## Activity
Transcribe exactly the line containing "-- sample [866,299]." and every line after it, through the end of the records below.

## Supplied data
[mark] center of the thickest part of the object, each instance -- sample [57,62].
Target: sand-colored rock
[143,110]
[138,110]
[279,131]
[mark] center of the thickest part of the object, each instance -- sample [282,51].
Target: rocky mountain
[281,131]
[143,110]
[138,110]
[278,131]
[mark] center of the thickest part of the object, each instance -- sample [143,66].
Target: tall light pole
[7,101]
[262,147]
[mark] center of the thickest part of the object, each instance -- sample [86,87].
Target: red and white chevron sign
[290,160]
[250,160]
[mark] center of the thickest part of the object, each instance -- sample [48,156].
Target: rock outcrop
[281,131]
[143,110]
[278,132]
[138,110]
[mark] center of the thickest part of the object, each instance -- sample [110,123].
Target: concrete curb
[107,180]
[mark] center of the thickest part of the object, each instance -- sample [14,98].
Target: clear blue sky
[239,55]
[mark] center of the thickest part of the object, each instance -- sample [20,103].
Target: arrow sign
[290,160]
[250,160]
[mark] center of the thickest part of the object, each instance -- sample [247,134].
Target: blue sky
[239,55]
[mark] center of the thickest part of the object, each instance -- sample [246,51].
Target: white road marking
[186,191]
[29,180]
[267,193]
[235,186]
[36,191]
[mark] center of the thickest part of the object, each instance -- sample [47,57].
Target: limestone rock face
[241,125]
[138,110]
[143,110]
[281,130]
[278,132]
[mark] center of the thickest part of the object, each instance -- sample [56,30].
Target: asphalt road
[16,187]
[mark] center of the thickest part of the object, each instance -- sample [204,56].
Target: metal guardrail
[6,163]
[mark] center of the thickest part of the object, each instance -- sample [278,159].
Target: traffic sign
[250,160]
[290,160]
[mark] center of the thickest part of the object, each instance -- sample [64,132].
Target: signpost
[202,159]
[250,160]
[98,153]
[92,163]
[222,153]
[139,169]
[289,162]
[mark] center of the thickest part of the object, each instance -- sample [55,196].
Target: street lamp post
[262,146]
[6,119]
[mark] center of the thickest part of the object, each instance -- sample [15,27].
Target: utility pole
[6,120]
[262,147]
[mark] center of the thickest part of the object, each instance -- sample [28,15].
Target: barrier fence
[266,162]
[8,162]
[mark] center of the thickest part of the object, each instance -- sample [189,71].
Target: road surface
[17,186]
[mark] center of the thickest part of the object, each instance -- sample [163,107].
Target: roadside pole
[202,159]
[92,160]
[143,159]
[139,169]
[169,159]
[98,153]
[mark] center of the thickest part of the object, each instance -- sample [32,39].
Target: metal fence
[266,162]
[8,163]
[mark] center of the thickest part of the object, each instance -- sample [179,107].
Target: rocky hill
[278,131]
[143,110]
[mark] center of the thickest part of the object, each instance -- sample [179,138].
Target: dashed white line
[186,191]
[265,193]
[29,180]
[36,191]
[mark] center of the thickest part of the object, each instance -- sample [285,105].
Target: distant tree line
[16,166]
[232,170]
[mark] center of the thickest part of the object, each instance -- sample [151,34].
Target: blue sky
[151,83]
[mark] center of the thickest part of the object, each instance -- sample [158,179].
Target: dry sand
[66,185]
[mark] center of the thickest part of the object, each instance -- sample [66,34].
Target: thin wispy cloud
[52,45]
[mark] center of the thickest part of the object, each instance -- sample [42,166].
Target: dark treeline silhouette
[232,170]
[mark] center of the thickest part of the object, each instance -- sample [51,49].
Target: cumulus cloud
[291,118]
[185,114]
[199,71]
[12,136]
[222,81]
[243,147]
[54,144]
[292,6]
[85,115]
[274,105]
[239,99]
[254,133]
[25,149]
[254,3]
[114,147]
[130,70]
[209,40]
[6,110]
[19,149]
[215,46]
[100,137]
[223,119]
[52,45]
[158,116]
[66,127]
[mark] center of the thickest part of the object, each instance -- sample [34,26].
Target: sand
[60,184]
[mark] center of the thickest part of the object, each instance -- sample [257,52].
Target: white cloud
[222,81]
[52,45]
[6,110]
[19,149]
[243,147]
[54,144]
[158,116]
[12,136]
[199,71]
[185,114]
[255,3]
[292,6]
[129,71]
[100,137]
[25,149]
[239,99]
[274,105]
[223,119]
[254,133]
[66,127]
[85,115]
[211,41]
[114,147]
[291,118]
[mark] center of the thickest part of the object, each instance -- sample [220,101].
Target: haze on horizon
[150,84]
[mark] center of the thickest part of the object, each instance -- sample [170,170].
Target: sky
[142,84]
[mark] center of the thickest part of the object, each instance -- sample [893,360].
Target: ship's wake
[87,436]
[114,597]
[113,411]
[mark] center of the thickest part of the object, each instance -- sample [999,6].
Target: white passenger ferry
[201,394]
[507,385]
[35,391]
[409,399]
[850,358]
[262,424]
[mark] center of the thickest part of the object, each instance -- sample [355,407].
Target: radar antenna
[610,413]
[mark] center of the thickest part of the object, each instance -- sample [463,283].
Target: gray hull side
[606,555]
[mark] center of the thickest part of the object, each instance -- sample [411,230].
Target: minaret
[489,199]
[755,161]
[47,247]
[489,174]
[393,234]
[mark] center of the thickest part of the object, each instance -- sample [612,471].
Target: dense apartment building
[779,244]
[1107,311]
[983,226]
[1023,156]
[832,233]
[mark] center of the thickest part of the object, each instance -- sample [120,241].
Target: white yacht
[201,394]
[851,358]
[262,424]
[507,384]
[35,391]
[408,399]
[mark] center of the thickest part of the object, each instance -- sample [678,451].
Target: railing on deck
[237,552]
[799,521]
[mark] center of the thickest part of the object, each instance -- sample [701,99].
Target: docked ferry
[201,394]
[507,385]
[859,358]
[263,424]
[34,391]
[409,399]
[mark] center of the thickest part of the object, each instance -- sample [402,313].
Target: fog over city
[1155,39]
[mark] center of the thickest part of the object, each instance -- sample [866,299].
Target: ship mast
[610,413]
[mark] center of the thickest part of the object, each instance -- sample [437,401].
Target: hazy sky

## Output
[mark] center of the thickest part of the object, each instance -- sample [866,299].
Target: ship mast
[610,413]
[mark] center of the thickest part of the object, each instance -- sample [437,401].
Target: hazy sky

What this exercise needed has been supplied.